* Exercise
Give back every record exactly as it reads.

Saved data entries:
------
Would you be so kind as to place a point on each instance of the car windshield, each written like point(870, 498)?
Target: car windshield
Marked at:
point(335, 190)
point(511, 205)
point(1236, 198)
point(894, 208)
------
* Reply
Would you be so kind as to place a point on each instance of the car windshield, each written like point(870, 498)?
Target: car windshield
Marked at:
point(335, 190)
point(511, 205)
point(1236, 198)
point(894, 208)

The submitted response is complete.